= Pamyatnaya Knizhka =

Pamyatnaya knizhka Memorial Book Памятная книжка is the title of official reference books of regions and towns in Russian Empire.

== History ==
The books were annually published by local authorities in 89 gubernias and regions of Russian Empire starting from the mid-1830s till 1917. They provide information on population and businesses in the course of over 60 years. Over two thousand books have been found.

In 1920, Lazar Kaganovich had the Pamyatnaya Knizhka Sovetskogo Stroitelya (Memoir Book of Soviet Construction) written to extoll the accomplishments of Soviet expansion and control in Turkmenistan. It covered the official policies of the Soviet worker force, how their political structure was organized, and the specific methods used within the Soviet system to obtain support from the local population.

# Information supplied:
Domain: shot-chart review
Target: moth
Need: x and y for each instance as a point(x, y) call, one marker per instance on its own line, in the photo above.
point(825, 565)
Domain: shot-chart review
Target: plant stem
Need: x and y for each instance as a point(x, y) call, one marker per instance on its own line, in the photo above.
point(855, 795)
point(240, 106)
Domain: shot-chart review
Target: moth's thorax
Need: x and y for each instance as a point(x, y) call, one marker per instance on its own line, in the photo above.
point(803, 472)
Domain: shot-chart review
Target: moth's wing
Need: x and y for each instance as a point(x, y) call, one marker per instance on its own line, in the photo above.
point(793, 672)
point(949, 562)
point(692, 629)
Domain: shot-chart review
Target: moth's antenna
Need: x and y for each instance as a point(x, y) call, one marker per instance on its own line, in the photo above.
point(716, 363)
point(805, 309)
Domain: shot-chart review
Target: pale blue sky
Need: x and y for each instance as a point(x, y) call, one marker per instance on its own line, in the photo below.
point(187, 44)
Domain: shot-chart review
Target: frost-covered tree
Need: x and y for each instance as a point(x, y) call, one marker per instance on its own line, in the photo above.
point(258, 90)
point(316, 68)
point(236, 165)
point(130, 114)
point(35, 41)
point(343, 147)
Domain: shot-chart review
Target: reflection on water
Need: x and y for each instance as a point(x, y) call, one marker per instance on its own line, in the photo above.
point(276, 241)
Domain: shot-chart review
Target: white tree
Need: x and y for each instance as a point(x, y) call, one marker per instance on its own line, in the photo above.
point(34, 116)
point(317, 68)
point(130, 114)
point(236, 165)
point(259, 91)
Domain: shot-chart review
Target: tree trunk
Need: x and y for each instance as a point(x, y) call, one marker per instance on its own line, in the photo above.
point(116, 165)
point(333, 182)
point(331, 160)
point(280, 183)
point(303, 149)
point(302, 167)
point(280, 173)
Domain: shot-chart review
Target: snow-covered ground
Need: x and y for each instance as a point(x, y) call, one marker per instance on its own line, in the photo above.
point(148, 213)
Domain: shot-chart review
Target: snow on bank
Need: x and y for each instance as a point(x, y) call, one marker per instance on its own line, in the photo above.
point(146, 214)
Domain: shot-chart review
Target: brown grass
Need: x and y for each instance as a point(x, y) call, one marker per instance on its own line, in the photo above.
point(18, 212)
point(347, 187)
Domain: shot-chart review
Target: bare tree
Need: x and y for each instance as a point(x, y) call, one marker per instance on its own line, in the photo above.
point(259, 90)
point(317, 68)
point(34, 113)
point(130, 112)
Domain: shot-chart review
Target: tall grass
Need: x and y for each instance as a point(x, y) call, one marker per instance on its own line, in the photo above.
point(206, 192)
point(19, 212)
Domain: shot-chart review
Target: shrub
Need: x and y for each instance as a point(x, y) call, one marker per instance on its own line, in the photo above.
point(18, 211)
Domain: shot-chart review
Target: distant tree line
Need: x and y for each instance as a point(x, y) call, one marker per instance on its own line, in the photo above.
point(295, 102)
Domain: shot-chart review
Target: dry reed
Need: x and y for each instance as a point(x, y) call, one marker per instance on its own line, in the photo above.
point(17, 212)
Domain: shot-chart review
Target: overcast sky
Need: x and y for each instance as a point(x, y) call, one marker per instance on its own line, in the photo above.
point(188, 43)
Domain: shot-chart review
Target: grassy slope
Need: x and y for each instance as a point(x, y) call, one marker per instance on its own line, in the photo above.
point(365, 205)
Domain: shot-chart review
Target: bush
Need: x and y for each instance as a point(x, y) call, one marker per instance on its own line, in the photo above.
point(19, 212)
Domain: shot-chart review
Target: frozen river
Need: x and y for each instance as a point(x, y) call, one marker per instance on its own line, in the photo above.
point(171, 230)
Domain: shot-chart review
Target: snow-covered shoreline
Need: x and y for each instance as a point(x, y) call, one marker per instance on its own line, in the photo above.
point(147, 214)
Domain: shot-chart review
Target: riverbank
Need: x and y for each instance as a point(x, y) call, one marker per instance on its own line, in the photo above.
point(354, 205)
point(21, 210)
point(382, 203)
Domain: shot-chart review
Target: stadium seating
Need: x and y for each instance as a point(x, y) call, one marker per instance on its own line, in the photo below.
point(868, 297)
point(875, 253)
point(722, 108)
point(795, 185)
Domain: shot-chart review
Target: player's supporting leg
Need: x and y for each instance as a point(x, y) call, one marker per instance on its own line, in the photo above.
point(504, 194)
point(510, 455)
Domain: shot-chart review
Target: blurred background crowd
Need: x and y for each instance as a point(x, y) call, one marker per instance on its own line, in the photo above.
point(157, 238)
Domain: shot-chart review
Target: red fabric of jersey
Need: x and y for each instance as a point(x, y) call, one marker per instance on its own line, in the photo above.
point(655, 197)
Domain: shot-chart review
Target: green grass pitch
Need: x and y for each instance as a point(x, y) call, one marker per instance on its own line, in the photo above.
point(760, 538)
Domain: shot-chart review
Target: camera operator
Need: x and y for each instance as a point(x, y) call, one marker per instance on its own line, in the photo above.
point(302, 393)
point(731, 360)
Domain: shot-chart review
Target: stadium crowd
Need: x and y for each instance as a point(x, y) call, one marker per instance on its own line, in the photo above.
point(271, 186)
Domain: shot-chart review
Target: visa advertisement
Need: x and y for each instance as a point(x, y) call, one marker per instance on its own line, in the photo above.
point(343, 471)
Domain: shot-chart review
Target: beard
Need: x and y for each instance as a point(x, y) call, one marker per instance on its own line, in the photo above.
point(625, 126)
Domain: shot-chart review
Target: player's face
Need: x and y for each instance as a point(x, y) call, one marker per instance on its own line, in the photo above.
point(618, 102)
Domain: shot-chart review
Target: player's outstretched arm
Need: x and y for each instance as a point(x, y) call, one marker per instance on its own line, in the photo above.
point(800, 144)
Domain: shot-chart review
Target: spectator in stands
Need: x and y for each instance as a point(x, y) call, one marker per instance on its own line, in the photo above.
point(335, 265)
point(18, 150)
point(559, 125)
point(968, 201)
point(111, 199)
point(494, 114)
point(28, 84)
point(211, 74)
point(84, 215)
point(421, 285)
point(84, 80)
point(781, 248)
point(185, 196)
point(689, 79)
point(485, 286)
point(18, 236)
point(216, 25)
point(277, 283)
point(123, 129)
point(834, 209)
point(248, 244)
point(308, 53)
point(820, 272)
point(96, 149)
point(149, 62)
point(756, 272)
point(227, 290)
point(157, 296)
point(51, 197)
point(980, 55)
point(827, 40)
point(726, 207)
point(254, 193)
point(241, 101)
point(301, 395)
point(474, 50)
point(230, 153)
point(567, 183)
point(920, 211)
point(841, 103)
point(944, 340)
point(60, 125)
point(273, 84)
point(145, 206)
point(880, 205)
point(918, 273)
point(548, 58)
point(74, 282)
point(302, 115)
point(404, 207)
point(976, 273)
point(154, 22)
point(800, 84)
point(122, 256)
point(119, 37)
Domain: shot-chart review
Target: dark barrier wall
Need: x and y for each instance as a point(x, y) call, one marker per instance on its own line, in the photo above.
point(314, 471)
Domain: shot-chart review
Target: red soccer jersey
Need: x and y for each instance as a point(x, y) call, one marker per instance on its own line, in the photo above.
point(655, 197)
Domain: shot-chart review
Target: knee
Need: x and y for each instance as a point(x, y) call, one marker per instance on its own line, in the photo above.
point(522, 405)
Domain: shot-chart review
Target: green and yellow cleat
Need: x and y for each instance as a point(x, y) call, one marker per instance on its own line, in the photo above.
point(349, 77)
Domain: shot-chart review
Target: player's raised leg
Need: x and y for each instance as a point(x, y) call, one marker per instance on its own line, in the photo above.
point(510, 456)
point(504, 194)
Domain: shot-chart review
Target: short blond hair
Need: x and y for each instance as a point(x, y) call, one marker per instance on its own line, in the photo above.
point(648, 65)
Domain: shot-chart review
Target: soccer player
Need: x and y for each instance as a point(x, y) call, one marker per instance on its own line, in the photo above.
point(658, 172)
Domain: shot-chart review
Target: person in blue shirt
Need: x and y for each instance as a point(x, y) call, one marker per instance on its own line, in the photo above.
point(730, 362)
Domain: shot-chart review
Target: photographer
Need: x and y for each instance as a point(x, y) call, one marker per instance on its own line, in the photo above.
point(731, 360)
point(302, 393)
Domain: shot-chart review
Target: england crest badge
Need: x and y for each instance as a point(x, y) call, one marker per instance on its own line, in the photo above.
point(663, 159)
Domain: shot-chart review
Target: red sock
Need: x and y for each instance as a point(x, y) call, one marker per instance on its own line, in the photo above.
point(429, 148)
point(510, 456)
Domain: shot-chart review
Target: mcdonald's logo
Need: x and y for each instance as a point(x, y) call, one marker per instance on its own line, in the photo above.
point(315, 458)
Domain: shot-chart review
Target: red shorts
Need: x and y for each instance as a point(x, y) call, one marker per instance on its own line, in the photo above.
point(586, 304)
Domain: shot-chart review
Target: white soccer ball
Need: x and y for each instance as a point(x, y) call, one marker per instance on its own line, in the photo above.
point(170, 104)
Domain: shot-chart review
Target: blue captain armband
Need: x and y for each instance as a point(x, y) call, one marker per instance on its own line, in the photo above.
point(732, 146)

# Instructions to follow:
Reproduce the passage of the Pamyatnaya Knizhka text above, starting with "Pamyatnaya knizhka Memorial" and going on through "the local population.".

# Result for this exercise:
Pamyatnaya knizhka Memorial Book Памятная книжка is the title of official reference books of regions and towns in Russian Empire.

== History ==
The books were annually published by local authorities in 89 gubernias and regions of Russian Empire starting from the mid-1830s till 1917. They provide information on population and businesses in the course of over 60 years. Over two thousand books have been found.

In 1920, Lazar Kaganovich had the Pamyatnaya Knizhka Sovetskogo Stroitelya (Memoir Book of Soviet Construction) written to extoll the accomplishments of Soviet expansion and control in Turkmenistan. It covered the official policies of the Soviet worker force, how their political structure was organized, and the specific methods used within the Soviet system to obtain support from the local population.